Dataset excerpts on object pointing:
---*---
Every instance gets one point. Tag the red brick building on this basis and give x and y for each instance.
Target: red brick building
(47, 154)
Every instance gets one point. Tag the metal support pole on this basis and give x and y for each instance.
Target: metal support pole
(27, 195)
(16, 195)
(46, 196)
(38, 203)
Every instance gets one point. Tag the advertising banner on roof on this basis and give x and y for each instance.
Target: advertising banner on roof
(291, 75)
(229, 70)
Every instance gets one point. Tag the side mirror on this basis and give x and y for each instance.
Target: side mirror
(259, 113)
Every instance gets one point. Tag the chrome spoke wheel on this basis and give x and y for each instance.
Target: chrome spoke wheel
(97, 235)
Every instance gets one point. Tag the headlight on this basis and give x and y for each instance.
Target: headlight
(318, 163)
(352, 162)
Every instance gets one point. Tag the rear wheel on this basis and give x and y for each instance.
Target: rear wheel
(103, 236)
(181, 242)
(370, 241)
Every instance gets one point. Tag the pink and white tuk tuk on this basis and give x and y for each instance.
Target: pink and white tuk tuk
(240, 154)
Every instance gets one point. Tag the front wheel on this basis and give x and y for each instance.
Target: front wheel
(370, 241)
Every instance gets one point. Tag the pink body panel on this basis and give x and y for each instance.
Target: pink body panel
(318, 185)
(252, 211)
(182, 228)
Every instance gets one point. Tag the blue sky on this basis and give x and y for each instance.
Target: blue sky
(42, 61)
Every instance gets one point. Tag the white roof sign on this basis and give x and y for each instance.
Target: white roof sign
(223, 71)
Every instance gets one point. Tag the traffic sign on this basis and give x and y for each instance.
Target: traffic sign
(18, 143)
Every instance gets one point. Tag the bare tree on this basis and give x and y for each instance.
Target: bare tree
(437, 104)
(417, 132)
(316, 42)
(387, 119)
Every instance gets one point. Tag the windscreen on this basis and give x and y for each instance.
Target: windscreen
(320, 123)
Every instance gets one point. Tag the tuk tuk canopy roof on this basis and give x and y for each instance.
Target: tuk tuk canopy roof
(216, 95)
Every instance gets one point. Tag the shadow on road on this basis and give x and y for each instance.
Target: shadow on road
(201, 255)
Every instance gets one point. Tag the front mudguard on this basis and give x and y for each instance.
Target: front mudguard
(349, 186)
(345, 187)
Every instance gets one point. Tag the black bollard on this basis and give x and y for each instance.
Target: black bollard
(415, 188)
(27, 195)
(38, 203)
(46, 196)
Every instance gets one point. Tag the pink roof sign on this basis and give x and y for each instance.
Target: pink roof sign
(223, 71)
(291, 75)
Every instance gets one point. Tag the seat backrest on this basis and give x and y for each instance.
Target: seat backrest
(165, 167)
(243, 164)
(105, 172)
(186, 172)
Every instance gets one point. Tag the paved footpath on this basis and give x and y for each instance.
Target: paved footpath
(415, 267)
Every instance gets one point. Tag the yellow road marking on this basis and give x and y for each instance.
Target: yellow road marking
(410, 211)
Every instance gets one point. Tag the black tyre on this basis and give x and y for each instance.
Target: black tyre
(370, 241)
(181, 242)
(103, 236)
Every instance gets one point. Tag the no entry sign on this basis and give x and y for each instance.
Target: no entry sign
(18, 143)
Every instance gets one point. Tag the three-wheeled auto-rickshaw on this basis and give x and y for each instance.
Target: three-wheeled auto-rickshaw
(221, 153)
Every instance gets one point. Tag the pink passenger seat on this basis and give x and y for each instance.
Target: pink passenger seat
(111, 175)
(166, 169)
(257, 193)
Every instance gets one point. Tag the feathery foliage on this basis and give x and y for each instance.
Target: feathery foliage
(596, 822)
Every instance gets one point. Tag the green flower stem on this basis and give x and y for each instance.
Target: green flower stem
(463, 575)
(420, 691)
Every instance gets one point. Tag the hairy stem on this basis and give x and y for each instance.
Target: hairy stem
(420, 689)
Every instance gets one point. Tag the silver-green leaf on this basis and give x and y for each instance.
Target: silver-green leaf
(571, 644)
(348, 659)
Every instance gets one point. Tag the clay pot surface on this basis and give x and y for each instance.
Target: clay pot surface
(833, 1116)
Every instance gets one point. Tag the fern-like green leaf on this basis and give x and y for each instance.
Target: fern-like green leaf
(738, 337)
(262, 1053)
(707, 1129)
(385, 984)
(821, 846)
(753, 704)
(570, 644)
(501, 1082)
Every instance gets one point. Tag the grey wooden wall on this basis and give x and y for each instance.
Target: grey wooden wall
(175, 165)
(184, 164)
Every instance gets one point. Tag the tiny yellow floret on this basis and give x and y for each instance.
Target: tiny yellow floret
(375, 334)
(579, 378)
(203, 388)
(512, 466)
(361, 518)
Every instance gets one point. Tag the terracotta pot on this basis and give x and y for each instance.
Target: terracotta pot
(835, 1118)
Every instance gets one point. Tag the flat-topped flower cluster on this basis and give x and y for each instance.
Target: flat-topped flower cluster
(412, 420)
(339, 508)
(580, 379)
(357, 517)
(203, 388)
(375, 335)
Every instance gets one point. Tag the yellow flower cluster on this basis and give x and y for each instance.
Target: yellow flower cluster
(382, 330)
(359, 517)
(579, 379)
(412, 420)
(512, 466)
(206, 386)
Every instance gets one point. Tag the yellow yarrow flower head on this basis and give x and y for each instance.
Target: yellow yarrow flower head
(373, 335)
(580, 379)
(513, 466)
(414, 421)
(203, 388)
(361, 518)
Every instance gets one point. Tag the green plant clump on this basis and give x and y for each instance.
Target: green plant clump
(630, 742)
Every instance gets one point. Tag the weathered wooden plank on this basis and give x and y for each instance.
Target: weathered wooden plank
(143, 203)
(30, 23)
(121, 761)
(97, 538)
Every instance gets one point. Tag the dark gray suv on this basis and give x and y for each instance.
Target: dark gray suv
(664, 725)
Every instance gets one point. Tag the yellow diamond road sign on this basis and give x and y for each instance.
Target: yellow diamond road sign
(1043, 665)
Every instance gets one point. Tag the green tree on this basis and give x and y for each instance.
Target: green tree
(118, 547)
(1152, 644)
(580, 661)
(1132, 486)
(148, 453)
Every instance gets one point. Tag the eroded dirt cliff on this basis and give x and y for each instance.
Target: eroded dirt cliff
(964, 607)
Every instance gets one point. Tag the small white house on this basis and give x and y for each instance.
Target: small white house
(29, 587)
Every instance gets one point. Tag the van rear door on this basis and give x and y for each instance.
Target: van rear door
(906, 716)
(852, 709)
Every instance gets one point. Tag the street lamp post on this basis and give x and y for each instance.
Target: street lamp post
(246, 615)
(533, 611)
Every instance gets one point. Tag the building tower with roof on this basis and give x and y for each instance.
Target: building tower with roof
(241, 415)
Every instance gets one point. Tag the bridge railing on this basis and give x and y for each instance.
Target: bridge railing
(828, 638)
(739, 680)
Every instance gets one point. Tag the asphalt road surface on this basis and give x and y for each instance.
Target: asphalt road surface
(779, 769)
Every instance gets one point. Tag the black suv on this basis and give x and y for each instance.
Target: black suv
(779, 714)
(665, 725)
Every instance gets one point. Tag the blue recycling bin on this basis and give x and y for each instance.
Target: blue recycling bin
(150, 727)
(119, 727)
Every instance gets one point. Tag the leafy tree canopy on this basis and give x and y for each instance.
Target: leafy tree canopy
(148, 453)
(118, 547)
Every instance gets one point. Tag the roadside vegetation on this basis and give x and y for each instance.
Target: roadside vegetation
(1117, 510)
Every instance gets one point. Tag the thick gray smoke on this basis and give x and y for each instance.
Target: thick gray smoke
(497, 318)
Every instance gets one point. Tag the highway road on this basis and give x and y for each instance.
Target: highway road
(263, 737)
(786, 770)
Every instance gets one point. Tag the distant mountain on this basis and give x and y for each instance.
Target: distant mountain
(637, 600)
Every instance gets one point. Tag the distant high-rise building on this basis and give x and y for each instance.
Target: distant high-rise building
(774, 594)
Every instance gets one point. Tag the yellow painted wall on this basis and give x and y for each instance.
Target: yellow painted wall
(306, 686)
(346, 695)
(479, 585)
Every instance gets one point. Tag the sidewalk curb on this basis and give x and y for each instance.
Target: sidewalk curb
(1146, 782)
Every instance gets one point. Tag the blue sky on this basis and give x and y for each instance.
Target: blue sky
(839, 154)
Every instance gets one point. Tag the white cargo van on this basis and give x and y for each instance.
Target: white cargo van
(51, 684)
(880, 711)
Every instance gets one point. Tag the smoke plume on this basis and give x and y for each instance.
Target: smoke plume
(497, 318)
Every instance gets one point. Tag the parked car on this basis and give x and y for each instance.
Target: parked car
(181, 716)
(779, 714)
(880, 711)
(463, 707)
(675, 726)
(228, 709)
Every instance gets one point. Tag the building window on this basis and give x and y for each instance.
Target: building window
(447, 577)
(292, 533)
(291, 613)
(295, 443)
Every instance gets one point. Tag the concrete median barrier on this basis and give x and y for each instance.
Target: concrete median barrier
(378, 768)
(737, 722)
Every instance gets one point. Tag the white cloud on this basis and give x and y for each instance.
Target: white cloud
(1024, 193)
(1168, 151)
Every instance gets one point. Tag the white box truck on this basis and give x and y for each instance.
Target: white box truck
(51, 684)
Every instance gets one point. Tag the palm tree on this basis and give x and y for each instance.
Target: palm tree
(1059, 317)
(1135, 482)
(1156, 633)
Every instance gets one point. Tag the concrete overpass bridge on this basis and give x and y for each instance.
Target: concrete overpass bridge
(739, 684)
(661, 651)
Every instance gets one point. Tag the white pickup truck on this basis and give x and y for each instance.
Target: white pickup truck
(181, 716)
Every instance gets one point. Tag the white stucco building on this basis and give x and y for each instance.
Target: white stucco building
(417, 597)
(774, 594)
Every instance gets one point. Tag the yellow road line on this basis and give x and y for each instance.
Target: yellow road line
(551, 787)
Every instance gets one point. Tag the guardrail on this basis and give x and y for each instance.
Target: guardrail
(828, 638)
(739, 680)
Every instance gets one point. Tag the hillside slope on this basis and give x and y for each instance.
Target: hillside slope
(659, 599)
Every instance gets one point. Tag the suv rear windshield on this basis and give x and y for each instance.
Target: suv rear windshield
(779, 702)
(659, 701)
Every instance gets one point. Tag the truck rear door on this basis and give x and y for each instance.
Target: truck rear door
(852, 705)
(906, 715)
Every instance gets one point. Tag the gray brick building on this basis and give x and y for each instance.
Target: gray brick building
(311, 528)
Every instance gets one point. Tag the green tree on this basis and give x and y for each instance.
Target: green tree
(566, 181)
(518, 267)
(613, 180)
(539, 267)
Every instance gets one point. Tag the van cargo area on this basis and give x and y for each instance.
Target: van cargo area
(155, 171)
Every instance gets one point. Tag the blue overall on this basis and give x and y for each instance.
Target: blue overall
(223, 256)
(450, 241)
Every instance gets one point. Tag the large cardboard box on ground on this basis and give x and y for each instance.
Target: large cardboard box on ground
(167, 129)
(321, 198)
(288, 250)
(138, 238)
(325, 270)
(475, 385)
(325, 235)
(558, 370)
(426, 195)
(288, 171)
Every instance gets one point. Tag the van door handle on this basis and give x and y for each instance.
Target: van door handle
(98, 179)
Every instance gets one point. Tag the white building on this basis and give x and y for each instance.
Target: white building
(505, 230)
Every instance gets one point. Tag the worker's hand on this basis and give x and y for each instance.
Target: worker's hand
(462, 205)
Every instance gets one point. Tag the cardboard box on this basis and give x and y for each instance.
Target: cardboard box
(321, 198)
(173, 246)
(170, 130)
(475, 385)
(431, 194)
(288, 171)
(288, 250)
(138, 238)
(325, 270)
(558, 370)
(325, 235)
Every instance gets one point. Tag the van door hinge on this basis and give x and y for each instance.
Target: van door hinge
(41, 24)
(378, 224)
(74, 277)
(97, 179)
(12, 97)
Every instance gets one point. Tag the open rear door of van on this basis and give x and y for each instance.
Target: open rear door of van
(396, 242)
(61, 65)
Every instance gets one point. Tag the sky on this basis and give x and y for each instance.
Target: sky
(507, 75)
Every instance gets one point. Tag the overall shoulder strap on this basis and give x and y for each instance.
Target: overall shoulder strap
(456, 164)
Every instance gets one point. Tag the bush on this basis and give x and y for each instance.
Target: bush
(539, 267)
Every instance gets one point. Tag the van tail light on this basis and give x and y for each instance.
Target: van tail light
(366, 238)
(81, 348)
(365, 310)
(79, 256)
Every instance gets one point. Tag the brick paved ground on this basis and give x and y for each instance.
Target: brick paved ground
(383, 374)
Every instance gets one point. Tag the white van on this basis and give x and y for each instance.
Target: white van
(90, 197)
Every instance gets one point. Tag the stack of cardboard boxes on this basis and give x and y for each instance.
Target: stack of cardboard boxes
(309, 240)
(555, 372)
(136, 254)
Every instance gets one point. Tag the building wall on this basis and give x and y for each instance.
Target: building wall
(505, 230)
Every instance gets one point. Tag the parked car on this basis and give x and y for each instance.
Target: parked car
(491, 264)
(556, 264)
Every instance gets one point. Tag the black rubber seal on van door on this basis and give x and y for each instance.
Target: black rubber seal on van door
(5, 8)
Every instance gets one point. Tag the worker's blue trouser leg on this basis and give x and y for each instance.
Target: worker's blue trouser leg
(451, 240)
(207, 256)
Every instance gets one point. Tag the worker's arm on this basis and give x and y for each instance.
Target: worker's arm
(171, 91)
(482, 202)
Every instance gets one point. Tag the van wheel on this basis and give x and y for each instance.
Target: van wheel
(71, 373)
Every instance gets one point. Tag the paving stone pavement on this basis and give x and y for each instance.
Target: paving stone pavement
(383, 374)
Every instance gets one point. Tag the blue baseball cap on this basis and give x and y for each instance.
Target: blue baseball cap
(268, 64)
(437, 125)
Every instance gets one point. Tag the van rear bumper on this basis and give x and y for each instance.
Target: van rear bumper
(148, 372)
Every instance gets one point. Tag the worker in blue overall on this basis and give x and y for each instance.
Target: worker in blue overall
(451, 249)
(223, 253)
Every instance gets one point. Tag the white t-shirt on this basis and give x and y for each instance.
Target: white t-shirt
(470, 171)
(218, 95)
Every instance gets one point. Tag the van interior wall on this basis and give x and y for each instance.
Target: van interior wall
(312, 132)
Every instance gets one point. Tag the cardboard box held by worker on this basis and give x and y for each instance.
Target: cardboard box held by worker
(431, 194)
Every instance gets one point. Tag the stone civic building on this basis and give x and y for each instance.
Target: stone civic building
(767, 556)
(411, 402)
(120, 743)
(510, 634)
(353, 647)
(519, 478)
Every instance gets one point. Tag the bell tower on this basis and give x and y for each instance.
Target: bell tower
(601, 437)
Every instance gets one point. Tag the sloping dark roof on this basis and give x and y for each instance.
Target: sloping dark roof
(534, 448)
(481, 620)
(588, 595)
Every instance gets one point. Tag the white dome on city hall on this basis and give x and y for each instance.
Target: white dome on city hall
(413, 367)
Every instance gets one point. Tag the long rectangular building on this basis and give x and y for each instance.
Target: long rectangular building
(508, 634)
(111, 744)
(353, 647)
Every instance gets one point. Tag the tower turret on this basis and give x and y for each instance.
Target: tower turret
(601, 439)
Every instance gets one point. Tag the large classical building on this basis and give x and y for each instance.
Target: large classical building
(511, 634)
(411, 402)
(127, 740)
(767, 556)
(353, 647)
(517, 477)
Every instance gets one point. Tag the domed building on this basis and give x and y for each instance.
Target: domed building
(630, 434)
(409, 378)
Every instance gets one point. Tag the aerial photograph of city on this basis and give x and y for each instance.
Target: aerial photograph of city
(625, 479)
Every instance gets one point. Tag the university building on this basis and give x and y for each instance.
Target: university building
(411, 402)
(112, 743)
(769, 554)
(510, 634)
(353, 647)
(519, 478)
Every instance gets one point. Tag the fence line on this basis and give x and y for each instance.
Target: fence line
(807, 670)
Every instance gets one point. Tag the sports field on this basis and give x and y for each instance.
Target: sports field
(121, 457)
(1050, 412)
---*---
* _Work instructions_
Set out exactly the run of lines that begins at the line holding "Every instance gets one point. Tag the domed" and ends at the last line of the data.

* _The reply_
Every instance gets one point. Tag the domed building on this basis and give x and y for each instance.
Target: domed building
(630, 434)
(409, 378)
Every instance gets one point. Tag the aerial photograph of city on this basis and give x and y for each instance.
Target: aerial photograph of city
(625, 479)
Every instance gets one point. Tag the university building on this basis and give x and y for each instance.
Target: university building
(411, 402)
(112, 743)
(769, 554)
(510, 634)
(353, 647)
(519, 478)
Every instance gets one point. Tag the fence line on this basis and give x and y for each instance.
Target: fence line
(807, 670)
Every instance gets one point. Tag the sports field on this basis and give x and y for each instance.
Target: sports field
(121, 457)
(1050, 412)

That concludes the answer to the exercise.